## [Saved entries]
---*---
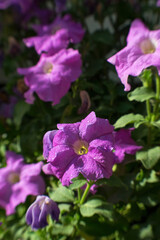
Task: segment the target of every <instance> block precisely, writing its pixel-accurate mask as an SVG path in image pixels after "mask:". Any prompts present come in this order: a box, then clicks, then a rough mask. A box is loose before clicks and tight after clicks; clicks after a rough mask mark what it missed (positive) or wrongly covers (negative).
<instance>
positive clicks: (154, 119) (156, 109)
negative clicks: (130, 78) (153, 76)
mask: <svg viewBox="0 0 160 240" xmlns="http://www.w3.org/2000/svg"><path fill="white" fill-rule="evenodd" d="M159 97H160V77H159V75H158V73H157V72H156V103H155V105H154V109H153V118H152V121H155V120H156V119H157V115H158V107H159Z"/></svg>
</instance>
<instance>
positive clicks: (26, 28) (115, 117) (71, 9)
mask: <svg viewBox="0 0 160 240" xmlns="http://www.w3.org/2000/svg"><path fill="white" fill-rule="evenodd" d="M134 2H136V3H134ZM156 2H157V1H156V0H155V1H146V0H141V1H127V0H121V1H106V0H100V1H95V0H92V1H91V0H85V1H82V0H79V1H78V0H70V1H67V7H66V9H65V10H64V11H63V12H62V14H61V15H62V16H63V15H65V14H71V16H72V17H73V19H74V20H75V21H77V22H80V23H81V24H82V25H83V28H84V29H85V36H84V39H83V40H82V41H81V42H80V43H78V44H73V43H70V46H69V47H73V48H74V49H77V50H79V52H80V54H81V56H82V74H81V76H80V78H79V79H77V80H76V81H75V82H73V83H72V86H71V88H70V90H69V92H68V93H67V94H66V96H64V97H63V98H62V99H61V101H60V103H59V104H57V105H55V106H52V105H51V103H50V102H43V101H41V100H40V99H39V97H38V96H37V95H36V94H35V95H34V97H35V102H34V104H28V103H26V102H25V101H24V98H23V94H24V92H25V91H26V89H25V90H24V89H23V88H22V89H20V91H19V87H18V86H19V85H18V84H19V80H20V75H18V74H17V68H18V67H27V66H33V65H35V64H36V63H37V61H38V59H39V56H38V55H37V54H36V52H35V51H34V49H33V48H27V47H26V46H25V45H24V44H23V43H22V39H24V38H27V37H31V36H33V35H35V32H33V30H32V29H31V28H30V26H32V25H33V24H37V23H40V24H41V21H42V20H46V19H45V18H44V17H41V18H42V19H40V18H39V17H36V16H33V17H31V19H30V20H27V17H28V16H27V15H25V16H23V17H22V16H20V15H18V14H17V12H16V11H15V10H16V8H14V7H13V8H12V7H9V8H7V9H5V10H1V15H0V20H1V43H0V73H1V80H0V87H1V89H2V90H1V91H2V93H3V92H4V93H5V94H6V98H5V99H3V97H2V99H1V95H0V104H2V105H3V103H8V102H9V97H10V96H15V97H17V104H16V105H15V106H14V109H12V110H13V114H12V116H10V117H7V118H5V117H4V116H1V111H0V167H4V166H6V161H5V154H6V151H7V150H11V151H15V152H17V153H21V154H22V155H23V156H24V158H25V161H26V162H28V163H33V162H37V161H40V160H42V161H44V164H45V163H46V161H45V160H44V158H43V156H42V152H43V147H42V141H43V136H44V134H45V133H46V132H47V131H49V130H52V129H57V123H73V122H78V121H81V120H82V119H83V118H84V117H85V116H86V115H87V114H88V113H89V112H91V111H92V110H93V111H95V112H96V114H97V116H98V117H101V118H106V119H108V120H109V122H110V123H111V124H114V123H115V124H114V127H115V129H116V130H117V129H120V128H130V127H131V128H132V127H134V128H135V130H134V131H132V137H133V139H134V141H135V142H136V143H137V144H138V145H140V146H142V147H143V148H142V150H141V151H139V152H137V154H136V156H135V155H132V156H129V155H127V156H126V158H125V160H124V161H123V162H122V163H121V164H117V165H116V166H114V169H113V175H112V176H111V177H110V178H109V179H99V180H98V181H97V182H95V184H96V187H97V189H96V191H97V192H96V193H94V194H92V192H91V191H88V192H87V194H86V195H85V198H84V202H83V204H80V200H81V199H82V197H83V196H84V192H85V186H86V183H88V180H86V179H85V178H84V177H83V176H82V175H79V176H78V177H77V178H74V179H72V184H70V186H68V187H64V186H62V185H61V184H59V182H58V183H57V181H58V180H57V179H56V178H55V177H53V176H52V177H51V176H47V175H45V174H44V173H42V175H43V178H44V179H45V182H46V194H48V195H49V197H50V198H51V199H53V200H54V201H56V202H57V204H58V206H59V209H60V218H59V221H58V222H55V221H53V220H52V219H51V217H50V216H48V226H47V227H46V228H43V229H39V230H37V231H34V230H32V229H31V227H30V226H27V224H26V220H25V213H26V211H27V209H28V207H29V206H30V205H31V203H32V202H33V201H34V197H28V198H27V200H26V202H24V203H22V204H20V205H19V206H17V208H16V213H15V214H13V215H11V216H6V214H5V211H4V210H3V209H0V222H2V225H0V239H2V240H8V239H13V240H37V239H38V240H44V239H45V240H51V239H54V240H132V239H133V240H135V239H137V240H159V239H160V227H159V217H160V191H159V188H160V170H159V169H160V96H159V95H160V88H159V87H158V81H159V78H158V75H157V74H158V73H157V70H156V69H155V68H154V67H149V68H147V69H145V70H144V71H143V72H142V73H141V75H140V76H139V79H140V80H141V81H139V79H138V78H135V77H131V76H130V77H129V80H128V81H129V83H130V84H131V89H132V91H131V92H129V93H127V92H125V91H124V87H123V85H122V83H121V82H120V79H119V78H118V76H117V73H116V70H115V67H114V66H113V65H111V64H110V63H108V62H107V59H108V58H109V57H111V56H112V55H113V54H115V53H116V52H118V51H119V50H120V49H122V48H123V47H125V46H126V37H127V34H128V31H129V27H130V24H131V22H132V21H133V20H134V19H136V18H140V19H143V21H144V22H145V24H146V25H147V26H148V27H149V28H150V29H157V28H158V25H159V11H160V8H158V7H156ZM40 7H41V10H43V9H46V8H47V9H50V10H51V12H53V11H54V13H55V1H51V0H46V1H41V6H40ZM30 11H31V9H30ZM16 14H17V15H16ZM31 14H32V13H31ZM51 15H52V14H51ZM54 17H55V14H54V16H50V19H49V22H51V21H52V20H53V18H54ZM89 19H91V20H90V22H89V21H88V20H89ZM46 21H47V20H46ZM10 38H13V39H14V40H15V41H13V39H12V40H11V39H10ZM13 43H14V44H13ZM15 43H16V44H15ZM62 74H63V73H62ZM21 80H22V79H21ZM142 84H143V86H141V85H142ZM81 91H86V93H87V94H88V98H89V102H90V104H89V108H87V107H86V108H85V109H83V111H82V112H81V113H79V111H78V110H79V108H80V107H81V98H80V92H81ZM3 101H4V102H3ZM85 104H87V103H85ZM145 104H146V105H145ZM5 109H7V108H6V107H5ZM0 110H1V106H0ZM91 164H92V163H91Z"/></svg>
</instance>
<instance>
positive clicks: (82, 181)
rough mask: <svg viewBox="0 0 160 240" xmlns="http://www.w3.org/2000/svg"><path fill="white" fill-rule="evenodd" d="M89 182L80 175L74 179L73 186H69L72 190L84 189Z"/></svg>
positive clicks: (81, 175)
mask: <svg viewBox="0 0 160 240" xmlns="http://www.w3.org/2000/svg"><path fill="white" fill-rule="evenodd" d="M86 182H87V180H86V179H85V178H84V177H83V176H82V175H79V176H78V177H77V178H73V179H72V184H71V185H70V186H69V188H70V189H72V190H74V189H78V188H80V187H83V186H84V185H85V184H86Z"/></svg>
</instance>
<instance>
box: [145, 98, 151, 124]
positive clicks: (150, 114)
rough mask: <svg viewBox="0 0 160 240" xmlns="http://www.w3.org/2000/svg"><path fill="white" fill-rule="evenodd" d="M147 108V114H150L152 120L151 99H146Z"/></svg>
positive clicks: (146, 109)
mask: <svg viewBox="0 0 160 240" xmlns="http://www.w3.org/2000/svg"><path fill="white" fill-rule="evenodd" d="M146 110H147V115H148V120H149V121H150V120H151V105H150V102H149V100H146Z"/></svg>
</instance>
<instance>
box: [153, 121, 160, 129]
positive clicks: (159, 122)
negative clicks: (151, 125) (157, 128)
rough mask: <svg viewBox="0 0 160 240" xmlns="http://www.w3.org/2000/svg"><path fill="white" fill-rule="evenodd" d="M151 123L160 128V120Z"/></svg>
mask: <svg viewBox="0 0 160 240" xmlns="http://www.w3.org/2000/svg"><path fill="white" fill-rule="evenodd" d="M151 124H152V125H153V126H155V127H157V128H160V120H158V121H156V122H151Z"/></svg>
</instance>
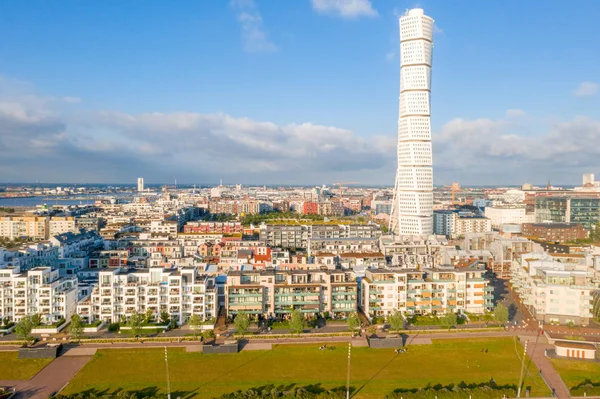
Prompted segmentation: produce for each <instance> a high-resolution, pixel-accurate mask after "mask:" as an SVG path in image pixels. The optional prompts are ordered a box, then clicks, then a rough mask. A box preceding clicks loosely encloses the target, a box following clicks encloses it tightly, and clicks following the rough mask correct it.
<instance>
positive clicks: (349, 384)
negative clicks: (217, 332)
mask: <svg viewBox="0 0 600 399" xmlns="http://www.w3.org/2000/svg"><path fill="white" fill-rule="evenodd" d="M351 353H352V343H351V342H348V376H347V377H346V399H350V354H351ZM169 399H170V398H169Z"/></svg>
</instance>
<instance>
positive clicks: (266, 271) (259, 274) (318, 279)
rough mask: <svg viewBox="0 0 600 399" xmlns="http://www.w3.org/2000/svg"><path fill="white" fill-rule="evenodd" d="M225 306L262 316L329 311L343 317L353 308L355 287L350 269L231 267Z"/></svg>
mask: <svg viewBox="0 0 600 399" xmlns="http://www.w3.org/2000/svg"><path fill="white" fill-rule="evenodd" d="M225 289H226V295H225V298H226V307H227V314H228V316H230V317H233V316H235V315H236V314H238V313H239V312H240V311H243V312H246V313H249V314H250V315H253V316H261V317H268V318H272V317H283V318H286V317H289V315H290V314H291V312H292V311H293V310H299V311H300V312H302V313H303V314H304V315H305V316H316V315H319V314H320V315H323V314H324V313H326V312H327V313H328V314H329V315H330V316H331V317H332V318H344V317H346V316H347V315H348V313H349V312H354V311H356V304H357V298H358V287H357V284H356V276H355V274H354V272H353V271H351V270H234V271H229V272H228V273H227V284H226V286H225Z"/></svg>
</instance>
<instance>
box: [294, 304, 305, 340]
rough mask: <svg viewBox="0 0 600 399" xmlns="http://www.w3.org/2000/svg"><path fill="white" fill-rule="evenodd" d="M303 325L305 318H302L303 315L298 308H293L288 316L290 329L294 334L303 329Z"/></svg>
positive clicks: (304, 323)
mask: <svg viewBox="0 0 600 399" xmlns="http://www.w3.org/2000/svg"><path fill="white" fill-rule="evenodd" d="M305 326H306V320H304V315H302V313H300V311H299V310H298V309H295V310H293V311H292V316H291V317H290V330H292V332H293V333H295V334H300V333H301V332H303V331H304V327H305Z"/></svg>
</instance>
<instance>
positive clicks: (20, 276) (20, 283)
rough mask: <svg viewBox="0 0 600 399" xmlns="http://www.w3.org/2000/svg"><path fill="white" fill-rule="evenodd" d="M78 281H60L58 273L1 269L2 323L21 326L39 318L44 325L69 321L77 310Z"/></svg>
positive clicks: (47, 267) (34, 268)
mask: <svg viewBox="0 0 600 399" xmlns="http://www.w3.org/2000/svg"><path fill="white" fill-rule="evenodd" d="M77 299H78V298H77V277H75V276H69V277H60V275H59V271H58V270H52V268H50V267H34V268H33V269H30V270H27V271H21V270H20V268H19V267H9V268H5V269H0V319H3V318H8V319H9V320H10V321H13V322H18V321H19V320H21V319H22V318H23V317H24V316H27V315H33V314H39V315H40V316H41V318H42V322H43V323H44V324H52V323H54V322H56V321H58V320H60V319H63V318H64V319H65V320H67V321H68V320H70V318H71V315H72V314H73V313H75V310H76V307H77Z"/></svg>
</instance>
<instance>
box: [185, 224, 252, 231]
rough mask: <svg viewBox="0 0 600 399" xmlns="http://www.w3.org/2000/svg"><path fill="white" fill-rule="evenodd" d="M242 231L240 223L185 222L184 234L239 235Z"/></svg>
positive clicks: (241, 228) (242, 226) (241, 226)
mask: <svg viewBox="0 0 600 399" xmlns="http://www.w3.org/2000/svg"><path fill="white" fill-rule="evenodd" d="M243 231H244V226H242V224H241V223H240V222H187V223H186V224H185V226H184V228H183V232H184V233H204V234H206V233H213V234H239V233H242V232H243Z"/></svg>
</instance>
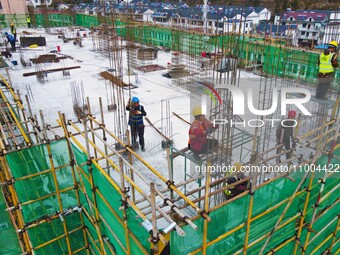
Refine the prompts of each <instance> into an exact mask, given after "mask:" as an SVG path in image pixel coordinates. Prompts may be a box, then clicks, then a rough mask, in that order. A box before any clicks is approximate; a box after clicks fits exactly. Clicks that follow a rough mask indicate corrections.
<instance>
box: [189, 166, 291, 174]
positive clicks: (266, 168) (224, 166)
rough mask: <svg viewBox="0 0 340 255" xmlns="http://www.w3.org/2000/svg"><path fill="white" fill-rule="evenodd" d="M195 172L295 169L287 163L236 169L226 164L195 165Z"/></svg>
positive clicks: (224, 172) (200, 172)
mask: <svg viewBox="0 0 340 255" xmlns="http://www.w3.org/2000/svg"><path fill="white" fill-rule="evenodd" d="M195 170H196V172H200V173H205V172H207V171H209V172H210V173H237V172H243V173H287V172H292V171H293V172H294V171H295V170H296V166H293V165H291V166H288V165H268V166H267V165H261V166H241V168H240V169H237V168H236V167H235V166H230V165H229V166H226V165H222V166H221V165H214V166H207V165H202V166H198V165H196V166H195Z"/></svg>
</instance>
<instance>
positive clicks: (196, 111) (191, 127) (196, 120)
mask: <svg viewBox="0 0 340 255" xmlns="http://www.w3.org/2000/svg"><path fill="white" fill-rule="evenodd" d="M193 115H194V117H195V120H194V121H193V122H192V124H191V126H190V129H189V143H188V148H189V149H190V150H191V151H192V152H193V153H194V157H195V158H196V159H198V158H199V154H204V153H208V152H210V151H212V149H213V148H215V147H216V146H217V145H218V141H217V140H216V139H209V138H208V134H211V133H212V132H213V131H214V130H215V129H217V128H218V125H215V126H214V125H213V124H212V123H211V122H210V121H209V120H207V119H206V118H205V115H204V114H202V109H201V108H200V107H196V108H194V109H193Z"/></svg>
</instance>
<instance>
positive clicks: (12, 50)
mask: <svg viewBox="0 0 340 255" xmlns="http://www.w3.org/2000/svg"><path fill="white" fill-rule="evenodd" d="M5 35H6V38H7V41H6V46H7V44H8V43H10V44H11V48H12V51H15V39H14V36H13V35H11V34H9V33H7V32H5Z"/></svg>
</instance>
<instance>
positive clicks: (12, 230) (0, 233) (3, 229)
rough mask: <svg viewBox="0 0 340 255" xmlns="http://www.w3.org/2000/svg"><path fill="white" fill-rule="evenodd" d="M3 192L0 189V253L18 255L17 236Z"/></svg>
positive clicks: (0, 253)
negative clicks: (7, 206) (5, 201)
mask: <svg viewBox="0 0 340 255" xmlns="http://www.w3.org/2000/svg"><path fill="white" fill-rule="evenodd" d="M3 195H4V194H3V192H2V190H0V254H1V255H18V254H21V249H20V246H19V240H18V236H17V234H16V231H15V229H14V227H13V225H12V222H11V219H10V217H9V214H8V212H7V211H6V207H7V206H6V203H5V201H4V197H3Z"/></svg>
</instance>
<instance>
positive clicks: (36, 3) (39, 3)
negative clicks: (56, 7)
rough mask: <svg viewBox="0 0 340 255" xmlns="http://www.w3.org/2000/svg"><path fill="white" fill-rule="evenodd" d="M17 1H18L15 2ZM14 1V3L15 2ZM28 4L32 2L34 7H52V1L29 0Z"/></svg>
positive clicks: (47, 0)
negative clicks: (39, 6) (47, 5)
mask: <svg viewBox="0 0 340 255" xmlns="http://www.w3.org/2000/svg"><path fill="white" fill-rule="evenodd" d="M15 1H17V0H15ZM15 1H13V2H15ZM27 2H30V3H31V4H32V5H33V6H34V7H38V6H41V5H51V3H52V0H28V1H27Z"/></svg>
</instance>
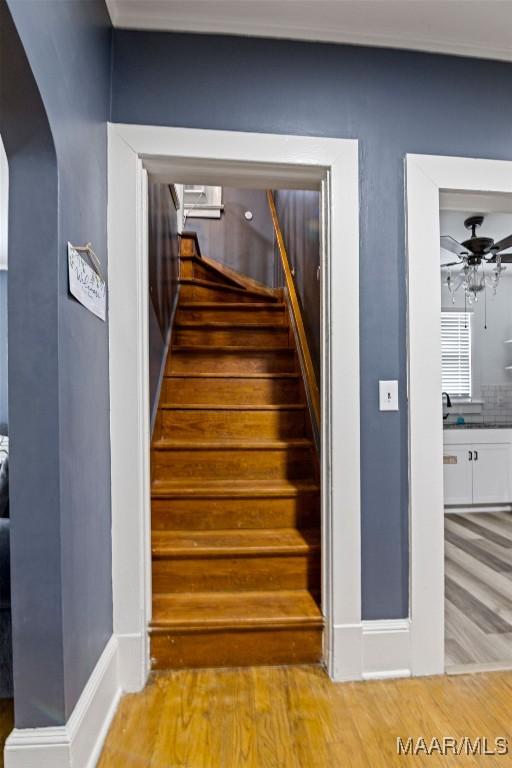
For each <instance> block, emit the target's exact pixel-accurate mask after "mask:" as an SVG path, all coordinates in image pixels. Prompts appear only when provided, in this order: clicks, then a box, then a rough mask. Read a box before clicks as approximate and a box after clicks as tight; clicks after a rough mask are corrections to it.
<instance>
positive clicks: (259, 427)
mask: <svg viewBox="0 0 512 768" xmlns="http://www.w3.org/2000/svg"><path fill="white" fill-rule="evenodd" d="M305 430H306V412H305V409H304V408H302V409H301V410H289V411H285V410H275V411H244V410H237V411H234V410H219V411H215V410H204V409H198V410H191V409H186V410H161V411H160V412H159V414H158V417H157V423H156V425H155V431H154V438H155V439H159V438H160V439H171V440H173V439H174V440H189V439H193V438H194V437H197V438H200V439H201V438H202V439H205V438H207V437H208V436H210V437H211V436H214V437H215V438H216V439H217V438H219V439H220V438H233V439H236V438H244V437H245V438H251V437H254V435H257V436H258V439H262V440H264V439H281V440H283V439H285V438H288V437H289V438H297V437H304V436H305Z"/></svg>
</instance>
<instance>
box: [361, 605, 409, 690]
mask: <svg viewBox="0 0 512 768" xmlns="http://www.w3.org/2000/svg"><path fill="white" fill-rule="evenodd" d="M410 629H411V623H410V621H409V619H386V620H383V621H363V633H362V635H363V667H362V677H363V680H374V679H379V678H391V677H409V676H410V674H411V635H410Z"/></svg>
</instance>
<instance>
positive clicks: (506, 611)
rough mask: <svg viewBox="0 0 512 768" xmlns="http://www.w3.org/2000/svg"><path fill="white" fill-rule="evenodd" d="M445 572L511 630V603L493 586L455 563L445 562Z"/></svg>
mask: <svg viewBox="0 0 512 768" xmlns="http://www.w3.org/2000/svg"><path fill="white" fill-rule="evenodd" d="M445 574H446V575H447V576H448V577H449V578H451V579H453V581H454V582H455V583H456V584H457V585H458V586H459V587H462V588H463V589H465V590H466V591H467V592H469V593H470V594H471V595H472V596H473V597H475V598H476V599H477V600H479V601H480V603H483V605H485V606H486V607H487V608H488V609H489V610H490V611H491V612H492V613H494V614H495V615H496V616H499V618H500V619H502V620H503V621H504V622H506V624H508V626H509V627H510V628H509V629H508V630H507V631H508V632H512V603H511V602H510V600H507V599H506V598H504V597H503V596H502V595H501V594H500V593H499V592H498V591H497V590H495V589H493V587H490V586H488V585H487V584H485V583H484V582H482V581H481V580H480V579H478V577H476V576H475V575H474V574H472V573H470V572H469V571H467V570H466V569H465V568H463V567H461V566H460V565H457V564H456V563H450V562H447V563H446V567H445Z"/></svg>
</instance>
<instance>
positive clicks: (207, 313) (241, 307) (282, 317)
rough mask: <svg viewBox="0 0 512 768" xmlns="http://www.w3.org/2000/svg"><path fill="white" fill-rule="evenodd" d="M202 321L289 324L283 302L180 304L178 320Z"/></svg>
mask: <svg viewBox="0 0 512 768" xmlns="http://www.w3.org/2000/svg"><path fill="white" fill-rule="evenodd" d="M190 321H194V322H200V323H253V324H254V325H258V324H259V323H273V324H274V325H275V326H280V325H287V324H288V323H287V318H286V313H285V311H284V307H283V305H282V304H277V305H276V304H267V305H259V306H258V305H256V306H255V305H253V304H246V305H245V307H244V306H242V307H241V306H240V305H237V304H236V303H234V302H233V303H232V304H230V303H222V304H220V305H215V304H212V305H211V306H208V304H207V303H206V304H200V303H199V306H198V307H194V306H192V305H188V306H187V304H186V303H185V302H181V301H180V303H179V304H178V308H177V310H176V322H177V323H184V322H190Z"/></svg>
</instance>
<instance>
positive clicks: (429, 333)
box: [407, 155, 512, 674]
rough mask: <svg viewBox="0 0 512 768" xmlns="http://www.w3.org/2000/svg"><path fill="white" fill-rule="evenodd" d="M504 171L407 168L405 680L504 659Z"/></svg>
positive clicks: (505, 615)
---*---
## [PROBLEM STATEMENT]
The answer is the lines above from the one with "negative clicks: (56, 7)" to the one with "positive clicks: (506, 611)", set down exactly, with no pictures.

## [OUTPUT BELOW]
negative clicks: (56, 7)
rough mask: <svg viewBox="0 0 340 255" xmlns="http://www.w3.org/2000/svg"><path fill="white" fill-rule="evenodd" d="M17 1H18L15 2ZM14 1V3L15 2ZM28 4L32 2L34 7H52V1L29 0Z"/></svg>
positive clicks: (47, 0)
negative clicks: (39, 6) (47, 5)
mask: <svg viewBox="0 0 340 255" xmlns="http://www.w3.org/2000/svg"><path fill="white" fill-rule="evenodd" d="M15 1H17V0H15ZM15 1H13V2H15ZM27 2H30V3H31V4H32V5H33V6H34V7H38V6H41V5H51V3H52V0H28V1H27Z"/></svg>
</instance>
For each <instance> block, emit the target's exact pixel-accurate mask after "mask:" as an SVG path, all coordinates in image pixels. Prompts appear only when provided, in this order: clicks, then a box, then a rough mask. Read a box before clicks as approximate and a box after clicks as tight; clicks after a rough mask are corrections to it.
<instance>
positive clicks: (259, 427)
mask: <svg viewBox="0 0 512 768" xmlns="http://www.w3.org/2000/svg"><path fill="white" fill-rule="evenodd" d="M305 430H306V412H305V409H304V408H302V409H301V410H289V411H285V410H275V411H244V410H237V411H234V410H219V411H215V410H204V409H198V410H191V409H186V410H161V411H160V412H159V414H158V417H157V423H156V425H155V431H154V438H155V439H159V438H160V439H171V440H173V439H174V440H189V439H193V438H194V437H197V438H200V439H201V438H202V439H205V438H207V437H208V436H210V437H211V436H214V437H215V438H216V439H217V438H219V439H220V438H233V439H236V438H244V437H245V438H251V437H254V435H257V436H258V439H262V440H264V439H281V440H283V439H285V438H288V437H289V438H297V437H304V436H305Z"/></svg>
</instance>
<instance>
box: [361, 605, 409, 690]
mask: <svg viewBox="0 0 512 768" xmlns="http://www.w3.org/2000/svg"><path fill="white" fill-rule="evenodd" d="M410 629H411V623H410V621H409V619H386V620H383V621H363V633H362V635H363V667H362V677H363V680H374V679H379V678H391V677H409V676H410V674H411V635H410Z"/></svg>
</instance>
<instance>
positive clicks: (506, 611)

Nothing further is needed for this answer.